:: MATERIAL TO PROCESS ::
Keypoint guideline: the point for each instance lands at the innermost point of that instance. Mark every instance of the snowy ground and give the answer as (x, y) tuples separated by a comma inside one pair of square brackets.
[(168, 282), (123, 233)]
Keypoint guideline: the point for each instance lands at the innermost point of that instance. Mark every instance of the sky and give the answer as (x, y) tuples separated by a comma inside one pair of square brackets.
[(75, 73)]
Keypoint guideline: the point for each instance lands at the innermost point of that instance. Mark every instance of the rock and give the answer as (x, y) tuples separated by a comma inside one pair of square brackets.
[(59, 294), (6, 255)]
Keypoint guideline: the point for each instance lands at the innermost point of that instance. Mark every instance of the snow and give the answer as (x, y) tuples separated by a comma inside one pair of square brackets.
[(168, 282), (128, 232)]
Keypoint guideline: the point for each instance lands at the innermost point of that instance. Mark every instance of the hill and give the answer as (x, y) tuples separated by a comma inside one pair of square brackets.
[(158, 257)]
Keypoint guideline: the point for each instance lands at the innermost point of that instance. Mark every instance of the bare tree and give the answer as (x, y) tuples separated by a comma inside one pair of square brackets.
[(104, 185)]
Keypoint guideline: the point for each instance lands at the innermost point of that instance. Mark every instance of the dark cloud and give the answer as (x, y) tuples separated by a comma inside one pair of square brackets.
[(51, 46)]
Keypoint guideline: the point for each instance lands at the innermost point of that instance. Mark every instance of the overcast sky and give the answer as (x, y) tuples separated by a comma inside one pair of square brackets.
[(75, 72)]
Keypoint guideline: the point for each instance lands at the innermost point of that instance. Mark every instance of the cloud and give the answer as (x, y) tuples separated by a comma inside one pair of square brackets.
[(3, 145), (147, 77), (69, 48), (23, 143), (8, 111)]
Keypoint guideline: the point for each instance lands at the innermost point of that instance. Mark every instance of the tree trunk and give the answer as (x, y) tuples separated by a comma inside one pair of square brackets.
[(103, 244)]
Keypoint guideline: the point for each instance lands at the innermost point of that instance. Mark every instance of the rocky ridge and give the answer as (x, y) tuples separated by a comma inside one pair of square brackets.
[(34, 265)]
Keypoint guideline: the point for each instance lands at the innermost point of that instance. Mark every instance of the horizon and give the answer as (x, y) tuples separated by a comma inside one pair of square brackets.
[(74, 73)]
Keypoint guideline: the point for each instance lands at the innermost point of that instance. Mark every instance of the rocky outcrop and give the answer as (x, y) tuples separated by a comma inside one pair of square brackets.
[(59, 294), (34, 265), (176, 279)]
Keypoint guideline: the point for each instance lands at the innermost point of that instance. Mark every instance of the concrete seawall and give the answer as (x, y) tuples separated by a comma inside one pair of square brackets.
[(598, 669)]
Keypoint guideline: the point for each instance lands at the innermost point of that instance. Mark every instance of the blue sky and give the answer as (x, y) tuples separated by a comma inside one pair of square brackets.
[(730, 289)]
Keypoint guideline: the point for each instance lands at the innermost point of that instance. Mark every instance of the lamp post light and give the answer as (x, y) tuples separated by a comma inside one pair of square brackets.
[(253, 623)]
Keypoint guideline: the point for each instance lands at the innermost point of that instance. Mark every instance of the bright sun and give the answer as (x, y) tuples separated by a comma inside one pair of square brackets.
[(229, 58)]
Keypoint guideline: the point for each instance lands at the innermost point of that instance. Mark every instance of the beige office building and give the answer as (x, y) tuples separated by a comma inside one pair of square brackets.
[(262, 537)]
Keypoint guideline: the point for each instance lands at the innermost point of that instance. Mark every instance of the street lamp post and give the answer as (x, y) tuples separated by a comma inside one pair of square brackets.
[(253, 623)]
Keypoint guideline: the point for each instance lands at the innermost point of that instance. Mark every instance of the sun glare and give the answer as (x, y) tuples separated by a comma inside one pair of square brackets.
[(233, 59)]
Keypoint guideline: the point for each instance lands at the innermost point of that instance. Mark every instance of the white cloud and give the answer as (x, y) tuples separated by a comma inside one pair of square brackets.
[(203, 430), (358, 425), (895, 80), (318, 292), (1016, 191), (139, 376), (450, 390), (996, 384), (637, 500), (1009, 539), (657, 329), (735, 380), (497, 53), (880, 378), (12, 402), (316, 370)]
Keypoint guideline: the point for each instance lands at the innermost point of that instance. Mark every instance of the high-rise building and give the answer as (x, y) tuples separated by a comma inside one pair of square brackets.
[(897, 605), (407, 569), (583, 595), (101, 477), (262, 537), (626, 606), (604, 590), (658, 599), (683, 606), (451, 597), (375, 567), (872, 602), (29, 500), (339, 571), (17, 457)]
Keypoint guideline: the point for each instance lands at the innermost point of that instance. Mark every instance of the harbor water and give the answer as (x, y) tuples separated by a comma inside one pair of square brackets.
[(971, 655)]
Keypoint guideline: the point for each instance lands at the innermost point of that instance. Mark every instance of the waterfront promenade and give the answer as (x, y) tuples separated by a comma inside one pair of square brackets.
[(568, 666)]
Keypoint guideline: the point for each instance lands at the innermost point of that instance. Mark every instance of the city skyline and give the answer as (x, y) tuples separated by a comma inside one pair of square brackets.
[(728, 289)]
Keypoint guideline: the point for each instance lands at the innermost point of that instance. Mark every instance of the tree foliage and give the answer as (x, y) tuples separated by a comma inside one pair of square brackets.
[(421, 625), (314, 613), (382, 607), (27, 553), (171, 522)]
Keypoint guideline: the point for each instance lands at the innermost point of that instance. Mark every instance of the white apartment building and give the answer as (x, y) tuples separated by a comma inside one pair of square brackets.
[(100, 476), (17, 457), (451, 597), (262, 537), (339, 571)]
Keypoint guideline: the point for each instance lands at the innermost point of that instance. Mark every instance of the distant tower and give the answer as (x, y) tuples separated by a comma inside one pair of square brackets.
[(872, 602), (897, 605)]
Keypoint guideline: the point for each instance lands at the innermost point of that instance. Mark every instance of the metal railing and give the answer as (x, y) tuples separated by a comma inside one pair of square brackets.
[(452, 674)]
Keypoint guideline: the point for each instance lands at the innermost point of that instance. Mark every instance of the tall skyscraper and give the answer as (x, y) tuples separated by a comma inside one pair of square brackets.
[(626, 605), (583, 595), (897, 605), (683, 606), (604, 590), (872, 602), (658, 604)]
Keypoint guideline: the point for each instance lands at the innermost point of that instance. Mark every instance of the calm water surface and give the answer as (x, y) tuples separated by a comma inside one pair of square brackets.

:: GOAL OF THE EXERCISE ::
Convert the records from the line with "of the hill" up to and including the line with "[(158, 257)]" into a two-column CSV headed "prompt" and "reply", one row per record. Wrap each field in double quotes and replace any line breaks with spaces.

:: RIGHT ANSWER ::
prompt,reply
"Keypoint guideline: the point for each instance lands at the innermost point of that instance. Mark every instance of the hill and give the answer as (x, y) tuples separated by a comma inside one pair of square brackets.","[(158, 257)]"